— START OF Input material —

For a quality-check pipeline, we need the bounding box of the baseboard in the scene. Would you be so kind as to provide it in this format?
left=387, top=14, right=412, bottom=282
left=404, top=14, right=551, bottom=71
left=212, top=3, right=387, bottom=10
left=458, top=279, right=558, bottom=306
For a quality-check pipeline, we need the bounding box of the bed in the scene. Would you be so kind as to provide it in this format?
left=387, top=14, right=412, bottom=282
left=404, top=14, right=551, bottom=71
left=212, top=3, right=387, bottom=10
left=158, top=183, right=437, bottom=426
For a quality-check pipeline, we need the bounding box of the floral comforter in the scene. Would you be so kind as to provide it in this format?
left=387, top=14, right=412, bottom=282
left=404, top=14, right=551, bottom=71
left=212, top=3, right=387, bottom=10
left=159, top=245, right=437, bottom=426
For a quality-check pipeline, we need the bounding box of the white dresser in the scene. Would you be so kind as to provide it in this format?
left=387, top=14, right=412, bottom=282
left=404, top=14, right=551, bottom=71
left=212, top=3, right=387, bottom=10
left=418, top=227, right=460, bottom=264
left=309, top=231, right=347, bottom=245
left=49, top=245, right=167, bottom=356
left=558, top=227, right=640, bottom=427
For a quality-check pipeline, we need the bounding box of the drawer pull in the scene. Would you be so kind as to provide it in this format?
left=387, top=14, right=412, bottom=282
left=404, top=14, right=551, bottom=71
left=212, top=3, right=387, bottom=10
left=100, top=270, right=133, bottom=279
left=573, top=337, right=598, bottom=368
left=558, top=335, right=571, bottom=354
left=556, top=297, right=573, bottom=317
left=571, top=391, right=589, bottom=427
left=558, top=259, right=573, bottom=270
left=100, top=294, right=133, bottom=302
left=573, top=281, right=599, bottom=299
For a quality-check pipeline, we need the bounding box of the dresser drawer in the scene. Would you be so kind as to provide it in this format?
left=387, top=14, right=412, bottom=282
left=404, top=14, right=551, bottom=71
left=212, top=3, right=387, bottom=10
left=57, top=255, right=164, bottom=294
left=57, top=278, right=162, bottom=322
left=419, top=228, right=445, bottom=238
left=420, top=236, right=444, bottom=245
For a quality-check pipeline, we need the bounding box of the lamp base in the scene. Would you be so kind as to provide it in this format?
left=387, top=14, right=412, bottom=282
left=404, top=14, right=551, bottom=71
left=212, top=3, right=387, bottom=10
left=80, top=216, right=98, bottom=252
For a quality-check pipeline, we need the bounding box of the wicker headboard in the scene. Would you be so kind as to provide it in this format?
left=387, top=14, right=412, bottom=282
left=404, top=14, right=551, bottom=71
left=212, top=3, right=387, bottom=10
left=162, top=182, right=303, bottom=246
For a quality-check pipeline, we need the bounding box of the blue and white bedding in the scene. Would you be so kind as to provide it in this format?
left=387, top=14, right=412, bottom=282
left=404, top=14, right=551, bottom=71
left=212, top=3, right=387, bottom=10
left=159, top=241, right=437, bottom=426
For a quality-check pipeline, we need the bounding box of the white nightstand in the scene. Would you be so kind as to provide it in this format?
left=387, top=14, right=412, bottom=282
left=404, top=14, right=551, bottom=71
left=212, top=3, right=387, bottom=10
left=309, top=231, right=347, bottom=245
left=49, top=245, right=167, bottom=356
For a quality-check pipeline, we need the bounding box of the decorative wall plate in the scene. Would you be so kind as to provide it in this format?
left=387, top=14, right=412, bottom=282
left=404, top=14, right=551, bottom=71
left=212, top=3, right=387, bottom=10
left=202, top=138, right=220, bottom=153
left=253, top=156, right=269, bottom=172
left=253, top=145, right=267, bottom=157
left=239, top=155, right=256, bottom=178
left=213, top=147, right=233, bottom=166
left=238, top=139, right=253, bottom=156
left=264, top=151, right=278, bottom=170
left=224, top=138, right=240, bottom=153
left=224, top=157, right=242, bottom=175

— END OF Input material —

■ What is needed
Retype the lines starting at the one containing "box of the bed" and ending at the one containing "left=159, top=245, right=437, bottom=426", with both of those lines included.

■ Full output
For a quality-check pipeline, we need the bounding box of the bed in the scene. Would you be so kind as to provide it in this format?
left=387, top=14, right=412, bottom=282
left=404, top=14, right=551, bottom=71
left=212, top=3, right=387, bottom=10
left=158, top=183, right=437, bottom=426
For a quality-check pipeline, we need the bounding box of the floral comforter in the scene. Would you be so kind as to provide it in this format?
left=387, top=14, right=412, bottom=282
left=404, top=14, right=551, bottom=71
left=212, top=3, right=387, bottom=10
left=159, top=245, right=437, bottom=426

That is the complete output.